Alice Walker became the first African American woman to be awarded the Pulitzer Prize in fiction, for The Color Purple (1982), later made into a movie.
The second African American woman to win this prize was Toni Morrison, who later won the Nobel Prize.
Among the other winners of the Pulitzer Prize in fiction have been Alison Lurie, Anne Tyler, Jane Smiley, E. Annie Proulx, and Carol Shields.
Louise Erdrich became the first Native American woman to earn the National Book Critics Circle Award for Fiction, for Love Medicine (1984). Leslie Marmon Silko, a recipient of one of the “genius” awards from the MacArthur Foundation, has been described as “the most accomplished Indian writer of her generation.”
Many other women have been hailed as major voices in fiction, including Mary Gordon, with novels from a Catholic woman’s point of view; Cynthia Ozick, who writes about Jewish themes; Barbara Kingsolver, with magical tales of ordinary people; Amy Tan, who interweaves the experiences of Chinese immigrant mothers and American-born daughters; Mona Simpson, with insights into family bonds; Gloria Naylor, who portrays strong black women; Joyce Carol Oates, writing in a variety of styles; and Sandra Cisneros, Judith Ortiz Cofer, and Julia Alvarez, who describe the Latina experience.
In 1996 the American Library Association gave Judy Blume a lifetime achievement award for her many fictional works about feisty young girls.

EXTRACTED ENTRIES:
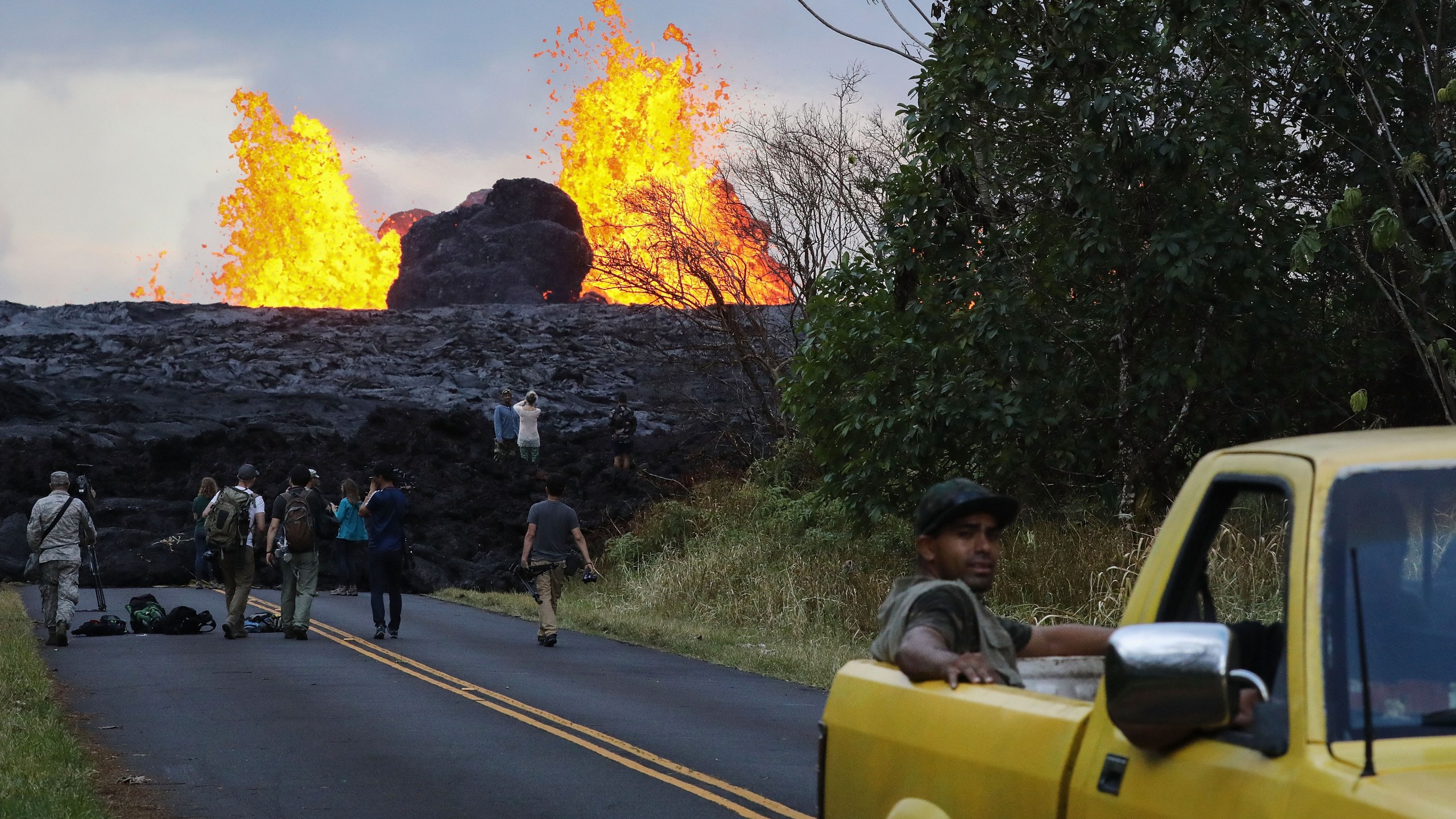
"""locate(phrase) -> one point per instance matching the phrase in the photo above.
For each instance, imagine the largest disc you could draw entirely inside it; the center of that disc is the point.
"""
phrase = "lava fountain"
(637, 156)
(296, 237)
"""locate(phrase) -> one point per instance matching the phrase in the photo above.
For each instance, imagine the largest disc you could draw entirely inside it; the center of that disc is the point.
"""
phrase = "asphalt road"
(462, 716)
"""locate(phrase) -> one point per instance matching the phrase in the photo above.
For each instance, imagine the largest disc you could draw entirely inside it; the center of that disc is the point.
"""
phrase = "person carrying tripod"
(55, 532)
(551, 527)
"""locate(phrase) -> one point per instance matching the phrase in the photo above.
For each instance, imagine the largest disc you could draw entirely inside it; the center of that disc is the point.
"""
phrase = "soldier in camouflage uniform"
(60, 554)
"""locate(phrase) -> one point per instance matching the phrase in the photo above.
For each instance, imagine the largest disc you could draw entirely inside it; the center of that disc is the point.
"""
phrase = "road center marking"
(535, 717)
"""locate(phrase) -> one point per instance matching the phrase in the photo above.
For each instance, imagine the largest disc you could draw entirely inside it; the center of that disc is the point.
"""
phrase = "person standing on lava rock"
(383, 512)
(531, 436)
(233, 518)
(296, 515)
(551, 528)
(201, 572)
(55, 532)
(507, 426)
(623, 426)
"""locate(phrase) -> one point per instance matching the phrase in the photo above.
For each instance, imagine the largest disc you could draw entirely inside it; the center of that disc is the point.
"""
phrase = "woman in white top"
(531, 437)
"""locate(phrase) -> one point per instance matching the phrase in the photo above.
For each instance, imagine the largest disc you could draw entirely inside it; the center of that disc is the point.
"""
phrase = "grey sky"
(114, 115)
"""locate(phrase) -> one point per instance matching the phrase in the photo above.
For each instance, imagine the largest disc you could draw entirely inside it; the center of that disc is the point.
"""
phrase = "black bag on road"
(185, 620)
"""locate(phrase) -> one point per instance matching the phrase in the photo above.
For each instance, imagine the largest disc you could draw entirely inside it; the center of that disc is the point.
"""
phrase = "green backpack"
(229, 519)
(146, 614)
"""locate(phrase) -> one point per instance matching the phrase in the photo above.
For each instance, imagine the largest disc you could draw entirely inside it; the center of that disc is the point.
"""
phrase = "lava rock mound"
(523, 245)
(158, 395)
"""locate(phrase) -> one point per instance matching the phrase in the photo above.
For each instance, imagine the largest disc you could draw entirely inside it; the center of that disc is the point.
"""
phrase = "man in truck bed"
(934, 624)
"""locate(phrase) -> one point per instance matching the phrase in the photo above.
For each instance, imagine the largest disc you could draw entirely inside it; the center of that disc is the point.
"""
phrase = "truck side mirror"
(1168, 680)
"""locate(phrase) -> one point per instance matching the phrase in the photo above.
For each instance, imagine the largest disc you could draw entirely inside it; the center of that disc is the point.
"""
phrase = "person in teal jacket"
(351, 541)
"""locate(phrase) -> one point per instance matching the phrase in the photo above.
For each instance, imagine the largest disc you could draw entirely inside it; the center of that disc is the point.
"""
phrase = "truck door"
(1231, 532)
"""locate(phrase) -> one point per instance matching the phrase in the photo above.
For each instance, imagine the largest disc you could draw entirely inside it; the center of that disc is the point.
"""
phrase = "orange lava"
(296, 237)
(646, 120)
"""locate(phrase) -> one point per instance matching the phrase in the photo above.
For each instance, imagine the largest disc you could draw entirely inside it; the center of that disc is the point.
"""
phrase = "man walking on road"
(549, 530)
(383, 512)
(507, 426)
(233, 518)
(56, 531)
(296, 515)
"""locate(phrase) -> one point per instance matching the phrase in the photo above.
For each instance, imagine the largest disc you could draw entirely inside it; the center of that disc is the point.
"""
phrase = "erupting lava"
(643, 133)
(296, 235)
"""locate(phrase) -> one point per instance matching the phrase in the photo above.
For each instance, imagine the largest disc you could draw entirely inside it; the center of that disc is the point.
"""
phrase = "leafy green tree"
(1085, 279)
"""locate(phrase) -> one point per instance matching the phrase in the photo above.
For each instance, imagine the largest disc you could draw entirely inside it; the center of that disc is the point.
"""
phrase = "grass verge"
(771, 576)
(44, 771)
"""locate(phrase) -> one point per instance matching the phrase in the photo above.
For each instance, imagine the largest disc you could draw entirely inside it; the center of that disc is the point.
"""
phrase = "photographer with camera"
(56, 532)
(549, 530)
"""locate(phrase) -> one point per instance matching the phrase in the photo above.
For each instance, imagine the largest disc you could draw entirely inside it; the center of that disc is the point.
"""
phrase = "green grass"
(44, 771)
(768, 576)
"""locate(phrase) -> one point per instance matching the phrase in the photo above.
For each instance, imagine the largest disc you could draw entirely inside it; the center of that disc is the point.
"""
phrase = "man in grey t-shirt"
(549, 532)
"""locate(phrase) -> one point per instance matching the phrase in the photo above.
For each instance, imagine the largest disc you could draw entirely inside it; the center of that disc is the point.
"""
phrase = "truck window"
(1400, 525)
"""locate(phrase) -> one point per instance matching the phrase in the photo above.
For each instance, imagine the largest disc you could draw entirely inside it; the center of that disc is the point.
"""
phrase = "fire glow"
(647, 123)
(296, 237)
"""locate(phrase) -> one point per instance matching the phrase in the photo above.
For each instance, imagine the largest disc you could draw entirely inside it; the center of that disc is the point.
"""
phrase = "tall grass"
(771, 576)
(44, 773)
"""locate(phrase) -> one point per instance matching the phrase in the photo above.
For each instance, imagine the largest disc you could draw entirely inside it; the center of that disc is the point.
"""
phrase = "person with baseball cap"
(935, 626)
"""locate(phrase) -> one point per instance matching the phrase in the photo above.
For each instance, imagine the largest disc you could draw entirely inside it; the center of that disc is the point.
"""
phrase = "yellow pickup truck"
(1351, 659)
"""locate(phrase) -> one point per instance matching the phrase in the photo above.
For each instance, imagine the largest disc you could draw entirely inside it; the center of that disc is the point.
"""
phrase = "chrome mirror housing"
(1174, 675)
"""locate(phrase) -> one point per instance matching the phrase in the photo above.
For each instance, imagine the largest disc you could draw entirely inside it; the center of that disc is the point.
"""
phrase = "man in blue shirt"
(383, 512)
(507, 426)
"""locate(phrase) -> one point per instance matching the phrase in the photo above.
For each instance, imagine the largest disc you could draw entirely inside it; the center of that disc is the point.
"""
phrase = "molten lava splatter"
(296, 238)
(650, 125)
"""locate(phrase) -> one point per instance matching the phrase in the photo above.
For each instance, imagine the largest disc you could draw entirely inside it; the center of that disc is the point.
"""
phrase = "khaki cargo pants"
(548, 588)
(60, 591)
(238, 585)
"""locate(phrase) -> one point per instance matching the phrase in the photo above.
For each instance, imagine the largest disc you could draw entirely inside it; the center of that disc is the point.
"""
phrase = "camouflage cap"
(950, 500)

WORK TO BE COMPLETED:
According to the text on American women fiction writers, what award did Louise Erdrich earn for Love Medicine?

YOUR SOLUTION:
The National Book Critics Circle Award for Fiction